Work instructions: Extend the passage on advanced helicopter training, picking up right after its last sentence.

Reading passage:
-----

Advanced Helicopter Training is a type of training and education course undertaken by qualified helicopter pilots to further enhance their knowledge and safety skills. Advanced helicopter training is offered by a number of commercial providers but also is an integral part of military training, including the US Armed Forces.

==United States==
The last phase of flight school for United States Navy and Marine Corps helicopter pilots is entitled Advanced Helicopter Training. Training is accomplished at NAS Whiting Field in Milton, Florida. All training was historically done with Bell TH-57 Sea Rangers helicopters, however these have been gradually replaced by the TH-73 Thrasher, a military variant of the AgustaWestland AW119 Koala.

-----

[Saved entries]
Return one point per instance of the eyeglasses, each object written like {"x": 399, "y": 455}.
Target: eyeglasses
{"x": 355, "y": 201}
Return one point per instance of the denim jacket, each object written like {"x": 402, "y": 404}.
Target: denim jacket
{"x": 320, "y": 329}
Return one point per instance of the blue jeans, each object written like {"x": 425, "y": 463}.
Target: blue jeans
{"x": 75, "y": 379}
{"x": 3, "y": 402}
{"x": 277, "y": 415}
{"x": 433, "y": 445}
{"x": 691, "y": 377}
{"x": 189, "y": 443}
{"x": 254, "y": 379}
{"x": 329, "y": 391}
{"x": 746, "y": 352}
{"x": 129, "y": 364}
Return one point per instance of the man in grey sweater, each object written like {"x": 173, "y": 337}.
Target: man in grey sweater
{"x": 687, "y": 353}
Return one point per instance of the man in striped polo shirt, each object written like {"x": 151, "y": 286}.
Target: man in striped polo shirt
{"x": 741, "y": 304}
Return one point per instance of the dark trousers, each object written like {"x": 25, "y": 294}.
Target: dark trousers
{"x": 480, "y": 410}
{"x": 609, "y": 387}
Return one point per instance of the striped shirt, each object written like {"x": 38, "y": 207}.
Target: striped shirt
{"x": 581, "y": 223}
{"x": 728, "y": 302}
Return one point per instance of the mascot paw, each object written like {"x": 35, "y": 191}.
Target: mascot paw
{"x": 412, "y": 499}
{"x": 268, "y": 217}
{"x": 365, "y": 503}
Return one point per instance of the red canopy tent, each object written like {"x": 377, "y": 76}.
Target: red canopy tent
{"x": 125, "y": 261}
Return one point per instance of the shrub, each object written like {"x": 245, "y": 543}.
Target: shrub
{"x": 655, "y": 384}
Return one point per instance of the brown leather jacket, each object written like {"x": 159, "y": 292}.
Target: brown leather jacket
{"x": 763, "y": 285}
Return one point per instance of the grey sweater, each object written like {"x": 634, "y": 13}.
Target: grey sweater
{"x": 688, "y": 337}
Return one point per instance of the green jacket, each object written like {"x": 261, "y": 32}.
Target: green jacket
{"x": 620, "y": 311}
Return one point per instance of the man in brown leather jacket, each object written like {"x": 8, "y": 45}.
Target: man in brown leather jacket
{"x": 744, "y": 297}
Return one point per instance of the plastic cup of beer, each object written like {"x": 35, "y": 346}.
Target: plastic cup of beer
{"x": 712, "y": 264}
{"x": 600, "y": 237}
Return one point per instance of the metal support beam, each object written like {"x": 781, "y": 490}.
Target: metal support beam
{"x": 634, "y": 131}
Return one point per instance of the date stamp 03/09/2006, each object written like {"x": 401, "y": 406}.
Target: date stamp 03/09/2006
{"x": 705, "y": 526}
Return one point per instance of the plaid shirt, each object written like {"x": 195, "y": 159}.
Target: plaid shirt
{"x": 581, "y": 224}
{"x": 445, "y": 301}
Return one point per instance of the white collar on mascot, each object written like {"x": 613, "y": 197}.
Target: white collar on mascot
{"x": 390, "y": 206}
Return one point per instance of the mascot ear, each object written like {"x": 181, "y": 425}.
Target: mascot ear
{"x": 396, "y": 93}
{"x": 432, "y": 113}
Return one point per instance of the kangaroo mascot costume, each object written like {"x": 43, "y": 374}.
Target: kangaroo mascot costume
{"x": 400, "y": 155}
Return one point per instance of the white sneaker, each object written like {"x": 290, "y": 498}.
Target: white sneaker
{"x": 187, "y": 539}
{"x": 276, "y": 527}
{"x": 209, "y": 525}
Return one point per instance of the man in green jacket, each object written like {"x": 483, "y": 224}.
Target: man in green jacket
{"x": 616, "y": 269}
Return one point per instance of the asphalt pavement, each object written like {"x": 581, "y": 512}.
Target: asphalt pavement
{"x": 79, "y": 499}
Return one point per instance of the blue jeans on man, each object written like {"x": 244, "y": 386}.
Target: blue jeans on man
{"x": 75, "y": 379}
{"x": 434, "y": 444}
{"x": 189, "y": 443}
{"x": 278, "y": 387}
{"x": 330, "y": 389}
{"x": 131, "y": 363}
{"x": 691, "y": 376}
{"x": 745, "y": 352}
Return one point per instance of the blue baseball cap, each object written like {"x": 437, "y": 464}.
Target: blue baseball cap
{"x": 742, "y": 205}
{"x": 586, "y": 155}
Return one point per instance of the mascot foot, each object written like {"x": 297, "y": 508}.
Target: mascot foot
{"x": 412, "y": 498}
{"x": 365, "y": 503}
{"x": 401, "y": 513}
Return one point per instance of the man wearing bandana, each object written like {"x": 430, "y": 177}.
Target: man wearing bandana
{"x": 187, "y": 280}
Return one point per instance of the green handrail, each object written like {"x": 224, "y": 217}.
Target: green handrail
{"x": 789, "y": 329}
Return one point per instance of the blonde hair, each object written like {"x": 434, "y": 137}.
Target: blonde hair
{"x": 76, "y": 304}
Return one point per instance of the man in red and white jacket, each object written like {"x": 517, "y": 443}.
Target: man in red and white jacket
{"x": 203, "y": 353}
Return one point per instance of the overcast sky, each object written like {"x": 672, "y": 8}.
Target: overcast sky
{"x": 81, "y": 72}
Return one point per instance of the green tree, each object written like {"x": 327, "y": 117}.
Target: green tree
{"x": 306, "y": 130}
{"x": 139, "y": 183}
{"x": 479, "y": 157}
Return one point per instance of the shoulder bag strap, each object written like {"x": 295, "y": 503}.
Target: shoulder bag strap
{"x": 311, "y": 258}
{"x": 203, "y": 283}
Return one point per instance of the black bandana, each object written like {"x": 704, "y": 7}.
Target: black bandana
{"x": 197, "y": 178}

-----

Expected output:
Advanced training is approximately six months long, and is divided into ten phases:

- Ground school: aircraft systems, local course rules, emergency procedures
- Familiarization: hovering, basic helicopter maneuvers
- Tactics: confined-area landings, external load operations, high-speed landings
- Trans-fams: familiarization in the instrument capable - TH-57C model
- Basic instruments (BIs): common instrument scans
- Radio instruments (RIs): instrument approaches, basic instrument navigation
- Visual/instrument navigation: cross-country navigation
- Low-level navigation: visual navigation below 500 feet AGL
- Formation: section formation maneuvers
- Night familiarization/Night vision goggles (NVGs)

Three squadrons perform advanced helicopter training: HT-8 Eightballers, HT-18 Vigilant Eagles and HT-28 Hellions. Training is also done for the United States Coast Guard and for the navies and marines of several allied countries, including Italy, Spain, and Germany.

The US Army also undertakes advanced helicopter training.